A further decline in orders and poor data from industry resulted in a deterioration of business sentiment in late 2024. This weakens the willingness to invest and employ new workers. However, this is a deeper problem for the whole of Europe, which is recovering slowly from the post-COVID crisis and must, including Poland, change its development model to one based more on modern technologies and artificial intelligence. That seems to be a consensus view among Polish economists.
“Otherwise, even the funds from the European recovery plan (KPO) will not bring the expected results,” says Przemysław Kwiecień, chief economist of XTB.
The PMI for December was 47.2 points compared to 48.7 points in November and below expectations. The key reason is the further decline in orders that we have been recording for 22 months. While the monthly change in the PMI should not worry us so much, the trend of declining orders is a manifestation of a more disturbing trend, says Adam Ruciński, president of BTFG.

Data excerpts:
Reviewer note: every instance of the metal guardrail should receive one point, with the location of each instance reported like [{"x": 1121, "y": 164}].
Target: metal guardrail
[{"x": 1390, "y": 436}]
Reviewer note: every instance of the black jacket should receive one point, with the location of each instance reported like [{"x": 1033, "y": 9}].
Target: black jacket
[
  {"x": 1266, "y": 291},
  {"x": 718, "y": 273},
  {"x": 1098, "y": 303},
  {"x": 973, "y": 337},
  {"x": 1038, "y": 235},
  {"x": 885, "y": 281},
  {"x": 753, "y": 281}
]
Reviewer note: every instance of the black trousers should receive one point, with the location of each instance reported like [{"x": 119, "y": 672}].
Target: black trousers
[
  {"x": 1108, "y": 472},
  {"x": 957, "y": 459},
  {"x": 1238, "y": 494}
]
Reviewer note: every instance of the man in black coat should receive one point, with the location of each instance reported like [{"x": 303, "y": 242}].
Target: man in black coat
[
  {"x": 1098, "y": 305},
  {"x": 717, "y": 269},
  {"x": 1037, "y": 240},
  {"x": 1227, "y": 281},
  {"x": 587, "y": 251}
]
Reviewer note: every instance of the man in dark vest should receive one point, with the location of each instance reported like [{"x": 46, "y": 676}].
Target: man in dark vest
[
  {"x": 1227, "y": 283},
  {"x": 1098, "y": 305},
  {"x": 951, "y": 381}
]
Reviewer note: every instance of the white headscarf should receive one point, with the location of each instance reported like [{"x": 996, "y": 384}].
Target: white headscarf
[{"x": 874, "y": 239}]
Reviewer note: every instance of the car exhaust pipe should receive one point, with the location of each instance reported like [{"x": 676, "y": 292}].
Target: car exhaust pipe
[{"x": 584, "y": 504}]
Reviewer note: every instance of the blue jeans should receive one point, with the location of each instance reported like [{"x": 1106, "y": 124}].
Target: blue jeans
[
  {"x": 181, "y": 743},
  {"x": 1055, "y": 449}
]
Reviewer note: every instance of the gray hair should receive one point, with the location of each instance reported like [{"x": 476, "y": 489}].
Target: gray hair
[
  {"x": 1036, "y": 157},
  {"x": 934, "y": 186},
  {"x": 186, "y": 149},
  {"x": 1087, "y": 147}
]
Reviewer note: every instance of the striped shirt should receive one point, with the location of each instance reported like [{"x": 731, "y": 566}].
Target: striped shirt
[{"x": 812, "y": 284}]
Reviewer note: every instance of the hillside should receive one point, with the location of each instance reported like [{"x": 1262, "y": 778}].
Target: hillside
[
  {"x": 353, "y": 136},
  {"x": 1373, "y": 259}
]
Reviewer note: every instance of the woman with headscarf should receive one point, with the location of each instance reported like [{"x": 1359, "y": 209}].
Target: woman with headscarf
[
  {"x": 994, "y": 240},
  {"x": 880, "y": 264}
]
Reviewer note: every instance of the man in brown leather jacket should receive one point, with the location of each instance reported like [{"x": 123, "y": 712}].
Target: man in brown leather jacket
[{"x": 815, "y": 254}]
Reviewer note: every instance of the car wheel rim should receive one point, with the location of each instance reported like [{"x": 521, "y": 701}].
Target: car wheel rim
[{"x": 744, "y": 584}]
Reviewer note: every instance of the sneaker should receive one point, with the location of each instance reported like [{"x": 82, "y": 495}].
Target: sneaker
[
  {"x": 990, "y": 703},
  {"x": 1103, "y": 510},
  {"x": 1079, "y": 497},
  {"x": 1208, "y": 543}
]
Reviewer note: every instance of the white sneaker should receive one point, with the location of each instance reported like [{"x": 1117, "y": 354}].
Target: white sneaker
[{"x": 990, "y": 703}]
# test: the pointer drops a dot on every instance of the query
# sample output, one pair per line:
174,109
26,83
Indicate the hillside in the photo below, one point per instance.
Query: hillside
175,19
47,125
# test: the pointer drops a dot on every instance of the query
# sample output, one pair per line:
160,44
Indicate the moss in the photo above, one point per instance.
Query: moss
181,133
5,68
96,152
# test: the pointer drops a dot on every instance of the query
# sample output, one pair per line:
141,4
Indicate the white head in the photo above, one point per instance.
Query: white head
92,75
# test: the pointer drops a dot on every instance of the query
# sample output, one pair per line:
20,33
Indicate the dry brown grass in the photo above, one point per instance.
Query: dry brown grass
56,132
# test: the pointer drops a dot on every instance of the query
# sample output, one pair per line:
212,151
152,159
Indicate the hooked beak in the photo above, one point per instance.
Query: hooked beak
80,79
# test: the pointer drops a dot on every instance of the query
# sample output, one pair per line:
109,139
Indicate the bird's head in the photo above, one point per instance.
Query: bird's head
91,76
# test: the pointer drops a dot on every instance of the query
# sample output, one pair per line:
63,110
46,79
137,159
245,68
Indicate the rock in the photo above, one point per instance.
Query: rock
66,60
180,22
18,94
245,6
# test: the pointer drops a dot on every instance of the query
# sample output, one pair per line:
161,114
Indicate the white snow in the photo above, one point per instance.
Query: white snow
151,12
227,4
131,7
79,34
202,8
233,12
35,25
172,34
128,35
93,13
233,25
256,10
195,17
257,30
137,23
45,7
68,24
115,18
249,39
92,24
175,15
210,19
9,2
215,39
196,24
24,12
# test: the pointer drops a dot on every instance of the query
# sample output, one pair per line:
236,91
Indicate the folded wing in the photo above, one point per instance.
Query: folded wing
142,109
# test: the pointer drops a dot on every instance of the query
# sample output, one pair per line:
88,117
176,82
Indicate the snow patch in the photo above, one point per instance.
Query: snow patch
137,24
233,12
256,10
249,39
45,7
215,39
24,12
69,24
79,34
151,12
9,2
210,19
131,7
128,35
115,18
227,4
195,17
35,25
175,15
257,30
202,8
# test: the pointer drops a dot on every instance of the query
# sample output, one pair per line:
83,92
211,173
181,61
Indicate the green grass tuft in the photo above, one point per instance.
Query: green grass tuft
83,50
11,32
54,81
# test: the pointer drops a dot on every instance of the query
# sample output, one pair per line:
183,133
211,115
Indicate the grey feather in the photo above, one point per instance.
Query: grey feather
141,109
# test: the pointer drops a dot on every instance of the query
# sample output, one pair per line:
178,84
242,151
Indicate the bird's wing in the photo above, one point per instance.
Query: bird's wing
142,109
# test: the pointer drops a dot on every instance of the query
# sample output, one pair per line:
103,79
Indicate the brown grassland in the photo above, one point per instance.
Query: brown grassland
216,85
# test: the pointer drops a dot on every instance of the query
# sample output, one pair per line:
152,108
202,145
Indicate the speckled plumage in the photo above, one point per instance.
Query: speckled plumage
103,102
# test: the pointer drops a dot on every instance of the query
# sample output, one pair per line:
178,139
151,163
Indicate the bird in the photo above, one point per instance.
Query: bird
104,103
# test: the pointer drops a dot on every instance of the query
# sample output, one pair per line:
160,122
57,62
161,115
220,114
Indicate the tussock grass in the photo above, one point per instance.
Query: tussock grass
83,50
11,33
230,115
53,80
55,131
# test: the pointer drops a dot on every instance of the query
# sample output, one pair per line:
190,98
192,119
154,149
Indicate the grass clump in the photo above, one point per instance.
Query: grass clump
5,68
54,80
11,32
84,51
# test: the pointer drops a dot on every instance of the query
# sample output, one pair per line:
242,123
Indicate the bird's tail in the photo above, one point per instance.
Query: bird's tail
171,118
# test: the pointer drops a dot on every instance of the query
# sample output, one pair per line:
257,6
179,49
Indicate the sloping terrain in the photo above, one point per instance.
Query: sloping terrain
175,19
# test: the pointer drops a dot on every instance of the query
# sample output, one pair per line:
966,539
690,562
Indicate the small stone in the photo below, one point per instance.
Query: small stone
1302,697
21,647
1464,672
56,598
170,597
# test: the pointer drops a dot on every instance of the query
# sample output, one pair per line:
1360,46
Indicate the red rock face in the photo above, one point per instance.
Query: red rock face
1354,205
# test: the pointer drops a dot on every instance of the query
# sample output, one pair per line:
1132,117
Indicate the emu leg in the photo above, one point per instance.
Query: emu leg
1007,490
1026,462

EXERCISE SET:
1. From the passage on Polish business sentiment, transcribe the part that opens with the words containing "A further decline" and closes with "economist of XTB.".
2. According to the passage on Polish business sentiment, what was the PMI reading for December?

RESPONSES TO THE TASKS:
1.
A further decline in orders and poor data from industry resulted in a deterioration of business sentiment in late 2024. This weakens the willingness to invest and employ new workers. However, this is a deeper problem for the whole of Europe, which is recovering slowly from the post-COVID crisis and must, including Poland, change its development model to one based more on modern technologies and artificial intelligence. That seems to be a consensus view among Polish economists.
“Otherwise, even the funds from the European recovery plan (KPO) will not bring the expected results,” says Przemysław Kwiecień, chief economist of XTB.

2. 47.2 points